What you should do: Rewrite every line of the items from the one containing "layer near horizon." through the end, adding 133 to each coordinate in the answers and leaving all other text unchanged.

[Location identification entries]
** Begin **
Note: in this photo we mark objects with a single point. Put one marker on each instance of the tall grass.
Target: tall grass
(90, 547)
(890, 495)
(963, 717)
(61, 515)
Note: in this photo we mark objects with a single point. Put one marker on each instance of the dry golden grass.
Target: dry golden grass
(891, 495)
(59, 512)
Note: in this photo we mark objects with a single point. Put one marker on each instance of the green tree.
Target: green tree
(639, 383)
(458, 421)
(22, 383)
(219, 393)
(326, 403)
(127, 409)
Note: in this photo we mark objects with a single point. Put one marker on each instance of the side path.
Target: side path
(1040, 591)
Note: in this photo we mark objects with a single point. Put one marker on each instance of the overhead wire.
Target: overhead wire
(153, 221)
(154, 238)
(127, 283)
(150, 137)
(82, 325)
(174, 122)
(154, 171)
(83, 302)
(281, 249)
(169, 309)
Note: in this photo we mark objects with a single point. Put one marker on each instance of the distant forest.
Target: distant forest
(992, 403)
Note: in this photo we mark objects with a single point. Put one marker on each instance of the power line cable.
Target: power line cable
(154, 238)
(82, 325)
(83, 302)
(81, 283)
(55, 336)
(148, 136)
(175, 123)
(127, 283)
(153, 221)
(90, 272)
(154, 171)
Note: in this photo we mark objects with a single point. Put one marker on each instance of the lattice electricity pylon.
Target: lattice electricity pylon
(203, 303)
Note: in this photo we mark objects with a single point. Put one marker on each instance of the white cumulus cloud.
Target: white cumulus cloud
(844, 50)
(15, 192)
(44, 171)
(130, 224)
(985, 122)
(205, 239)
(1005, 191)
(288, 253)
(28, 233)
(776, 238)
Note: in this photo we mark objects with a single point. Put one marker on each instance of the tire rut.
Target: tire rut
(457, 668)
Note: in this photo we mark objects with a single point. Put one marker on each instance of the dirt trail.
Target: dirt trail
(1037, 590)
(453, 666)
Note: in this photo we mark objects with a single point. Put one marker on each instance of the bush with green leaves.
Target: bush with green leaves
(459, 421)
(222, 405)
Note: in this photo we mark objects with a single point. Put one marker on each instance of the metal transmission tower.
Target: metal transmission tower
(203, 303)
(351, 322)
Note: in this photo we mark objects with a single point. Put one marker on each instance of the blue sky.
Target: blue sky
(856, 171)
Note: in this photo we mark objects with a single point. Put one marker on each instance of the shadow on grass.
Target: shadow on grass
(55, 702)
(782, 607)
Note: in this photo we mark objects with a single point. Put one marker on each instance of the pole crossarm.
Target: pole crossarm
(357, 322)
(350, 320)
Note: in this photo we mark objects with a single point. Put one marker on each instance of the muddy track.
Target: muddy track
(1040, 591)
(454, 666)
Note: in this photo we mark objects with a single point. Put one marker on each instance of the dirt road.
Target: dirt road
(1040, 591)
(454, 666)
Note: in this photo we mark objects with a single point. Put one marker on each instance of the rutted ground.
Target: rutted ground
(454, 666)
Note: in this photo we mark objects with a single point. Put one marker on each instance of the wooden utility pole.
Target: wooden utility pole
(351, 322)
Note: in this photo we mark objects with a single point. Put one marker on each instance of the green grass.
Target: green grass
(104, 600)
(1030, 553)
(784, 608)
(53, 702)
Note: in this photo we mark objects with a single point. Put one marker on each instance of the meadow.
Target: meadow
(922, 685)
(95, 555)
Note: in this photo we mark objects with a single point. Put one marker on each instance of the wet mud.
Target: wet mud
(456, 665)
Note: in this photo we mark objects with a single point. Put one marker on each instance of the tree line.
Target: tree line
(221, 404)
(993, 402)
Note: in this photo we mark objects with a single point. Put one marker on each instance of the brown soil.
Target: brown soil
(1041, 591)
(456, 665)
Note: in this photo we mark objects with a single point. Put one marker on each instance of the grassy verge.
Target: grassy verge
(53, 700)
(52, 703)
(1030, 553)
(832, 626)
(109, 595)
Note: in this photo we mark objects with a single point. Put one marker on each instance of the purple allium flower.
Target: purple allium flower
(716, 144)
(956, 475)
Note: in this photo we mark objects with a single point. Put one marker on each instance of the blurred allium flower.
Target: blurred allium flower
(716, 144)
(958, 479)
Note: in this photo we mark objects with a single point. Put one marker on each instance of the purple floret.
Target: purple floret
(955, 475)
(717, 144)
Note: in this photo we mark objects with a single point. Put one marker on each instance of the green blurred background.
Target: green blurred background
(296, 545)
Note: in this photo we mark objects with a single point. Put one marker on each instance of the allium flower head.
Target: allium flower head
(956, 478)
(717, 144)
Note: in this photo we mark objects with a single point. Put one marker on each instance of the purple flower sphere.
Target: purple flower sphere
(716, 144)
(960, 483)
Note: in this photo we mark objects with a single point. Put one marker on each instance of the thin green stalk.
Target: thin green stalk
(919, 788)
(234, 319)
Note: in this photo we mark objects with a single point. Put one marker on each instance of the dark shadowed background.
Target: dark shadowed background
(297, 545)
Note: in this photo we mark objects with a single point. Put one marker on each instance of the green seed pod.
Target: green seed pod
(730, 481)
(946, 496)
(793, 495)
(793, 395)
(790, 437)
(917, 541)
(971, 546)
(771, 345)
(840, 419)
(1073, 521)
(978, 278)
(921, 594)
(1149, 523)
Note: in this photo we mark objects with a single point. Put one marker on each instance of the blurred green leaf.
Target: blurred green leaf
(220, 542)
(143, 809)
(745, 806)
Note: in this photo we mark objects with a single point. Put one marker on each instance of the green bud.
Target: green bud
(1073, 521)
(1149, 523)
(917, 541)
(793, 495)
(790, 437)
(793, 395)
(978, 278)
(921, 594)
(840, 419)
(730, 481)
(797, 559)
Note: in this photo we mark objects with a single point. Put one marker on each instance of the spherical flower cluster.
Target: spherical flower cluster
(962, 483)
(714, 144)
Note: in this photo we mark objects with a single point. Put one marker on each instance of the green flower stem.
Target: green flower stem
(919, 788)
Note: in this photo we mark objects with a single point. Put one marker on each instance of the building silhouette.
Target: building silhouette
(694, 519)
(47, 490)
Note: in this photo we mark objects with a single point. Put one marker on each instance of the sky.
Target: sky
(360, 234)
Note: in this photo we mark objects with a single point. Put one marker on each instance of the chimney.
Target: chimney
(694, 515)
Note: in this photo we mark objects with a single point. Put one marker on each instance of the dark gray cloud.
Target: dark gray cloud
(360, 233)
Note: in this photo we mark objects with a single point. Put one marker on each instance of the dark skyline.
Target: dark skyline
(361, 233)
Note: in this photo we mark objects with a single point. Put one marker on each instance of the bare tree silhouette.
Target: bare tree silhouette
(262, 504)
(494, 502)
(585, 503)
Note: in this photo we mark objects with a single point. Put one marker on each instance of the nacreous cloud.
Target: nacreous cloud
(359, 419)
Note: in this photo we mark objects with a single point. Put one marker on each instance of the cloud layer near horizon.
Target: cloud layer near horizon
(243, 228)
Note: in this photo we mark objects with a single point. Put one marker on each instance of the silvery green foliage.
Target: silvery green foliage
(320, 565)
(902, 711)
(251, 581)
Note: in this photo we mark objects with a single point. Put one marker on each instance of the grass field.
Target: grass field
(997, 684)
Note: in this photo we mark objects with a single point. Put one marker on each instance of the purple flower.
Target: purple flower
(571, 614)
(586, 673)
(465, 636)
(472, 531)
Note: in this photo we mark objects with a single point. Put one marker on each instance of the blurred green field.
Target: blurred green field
** End **
The reply:
Note: in this photo we mark objects with a single point. Put one marker on each instance of the cloud layer near horizon.
Target: cloud layer near horizon
(376, 361)
Note: in this photo we mark objects with a single point. Put one marker on each instance of the silvery green foliage.
Target: silvery green foliage
(453, 698)
(1035, 844)
(384, 714)
Note: in this photo we mark objects with a single point. Put one marker on each instance of the grass field.
Target: grass field
(1130, 817)
Note: in this photo we mark objects with a single point. Put one marker on each instance of the purple flower.
Target: purple flower
(704, 747)
(719, 806)
(598, 769)
(605, 664)
Note: in this photo we mark objects with a single point. Put one marker on each instance of the blurred green field.
Target: blurred green field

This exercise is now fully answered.